=== Section Start ===

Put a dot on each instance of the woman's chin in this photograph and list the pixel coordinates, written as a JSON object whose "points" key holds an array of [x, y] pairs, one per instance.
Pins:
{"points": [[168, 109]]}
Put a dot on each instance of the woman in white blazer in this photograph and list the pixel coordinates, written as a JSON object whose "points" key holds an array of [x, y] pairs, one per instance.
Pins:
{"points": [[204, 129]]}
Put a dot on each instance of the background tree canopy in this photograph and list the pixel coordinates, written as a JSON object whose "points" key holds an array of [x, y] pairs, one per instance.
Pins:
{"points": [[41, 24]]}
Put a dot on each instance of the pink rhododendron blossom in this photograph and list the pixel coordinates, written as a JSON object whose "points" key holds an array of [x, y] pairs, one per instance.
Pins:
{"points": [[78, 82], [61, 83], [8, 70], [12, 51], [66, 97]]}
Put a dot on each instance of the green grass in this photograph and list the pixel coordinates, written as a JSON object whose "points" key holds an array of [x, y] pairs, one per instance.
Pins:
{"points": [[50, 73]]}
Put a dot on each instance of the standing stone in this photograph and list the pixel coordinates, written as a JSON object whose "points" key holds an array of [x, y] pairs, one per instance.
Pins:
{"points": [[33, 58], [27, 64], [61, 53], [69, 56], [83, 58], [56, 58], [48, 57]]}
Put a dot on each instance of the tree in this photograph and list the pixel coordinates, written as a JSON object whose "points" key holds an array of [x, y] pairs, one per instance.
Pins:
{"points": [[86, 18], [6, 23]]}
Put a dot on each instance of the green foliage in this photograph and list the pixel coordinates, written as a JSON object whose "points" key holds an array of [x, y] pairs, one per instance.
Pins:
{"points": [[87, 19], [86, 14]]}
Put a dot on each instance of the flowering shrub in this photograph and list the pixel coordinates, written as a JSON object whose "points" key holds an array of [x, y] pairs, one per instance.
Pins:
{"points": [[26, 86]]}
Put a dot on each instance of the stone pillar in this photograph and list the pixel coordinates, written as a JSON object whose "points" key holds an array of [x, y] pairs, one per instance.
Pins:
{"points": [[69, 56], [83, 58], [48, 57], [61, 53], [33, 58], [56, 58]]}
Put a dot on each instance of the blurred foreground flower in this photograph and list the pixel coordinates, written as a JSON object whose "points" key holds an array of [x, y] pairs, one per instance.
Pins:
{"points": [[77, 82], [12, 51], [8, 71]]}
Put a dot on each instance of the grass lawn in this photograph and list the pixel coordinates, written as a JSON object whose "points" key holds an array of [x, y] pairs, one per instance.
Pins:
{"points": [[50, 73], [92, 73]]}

=== Section End ===

### [PROMPT]
Word for word, give the whole listing again.

### [WRITTEN RESPONSE]
Put a dot on each instance of the woman's chin in this photograph and list the pixel coordinates, written as a JSON object whose "points" key holds an array of [x, y] pairs, one per instance.
Pins:
{"points": [[168, 109]]}
Put a dot on each instance of the woman in white blazer in this photograph and list the pixel coordinates, written as a JSON object whose "points" key holds an array of [x, y] pairs, one per instance.
Pins:
{"points": [[204, 129]]}
Put a dot on each instance of the background tree canopy in this photograph and list the pixel coordinates, written as a JSON object whose "points" key holds an array of [x, y] pairs, one per instance.
Pins:
{"points": [[41, 24]]}
Put a dot on each instance of the pink rhododendron blossom in this photograph and list the pixel coordinates, written as a JSON object whose "points" key holds an array of [x, y] pairs, one per instance.
Pins:
{"points": [[78, 82], [61, 83], [8, 70], [12, 51], [66, 97]]}
Put a dot on each instance of the green grass in this photograph and list the pixel coordinates, written as a JSON object whose "points" key holds an array of [x, y] pairs, one per instance.
Pins:
{"points": [[50, 73]]}
Put a dot on each instance of the standing stone in this photograph and list the pixel coordinates, written as a JSON object whose "points" key holds an array of [x, y] pairs, one per instance.
Pins:
{"points": [[33, 58], [27, 64], [61, 53], [69, 56], [83, 58], [56, 58], [48, 57]]}
Put a dot on each instance of the tree in this photograph and list the pixel coordinates, written as a JSON object whose "points" key holds an array of [x, y] pairs, one per instance.
Pins:
{"points": [[86, 18], [6, 23]]}
Put a dot on each instance of the green foliage in this photograph and list the pixel coordinates, written as a JSON object whose "points" key holds an array of [x, y] pairs, one per instance.
Pins:
{"points": [[87, 19], [86, 14]]}
Put a dot on each instance of the flowering shrub in this photograph and list the pixel coordinates, written as a JSON object whose "points" key holds an array of [x, y] pairs, one per instance.
Pins:
{"points": [[26, 86]]}
Put a dot on each instance of the stone pillar in this photograph and list the pixel coordinates, written as a JSON object whose "points" key holds an array of [x, y] pairs, one per instance.
Pins:
{"points": [[69, 56], [83, 58], [48, 57], [61, 53], [33, 58], [56, 58]]}
Put a dot on each instance of the blurred foreground flower in this photograph and list the pixel coordinates, written as a JSON object whose "points" key holds an array of [x, y] pairs, one per instance.
Pins:
{"points": [[77, 82], [12, 51], [8, 71]]}
Put a dot on each instance of the grass lawn in this photograph and list the pixel coordinates, written as a JSON object whose "points" key holds an array of [x, y] pairs, one per instance.
Pins:
{"points": [[50, 73], [92, 73]]}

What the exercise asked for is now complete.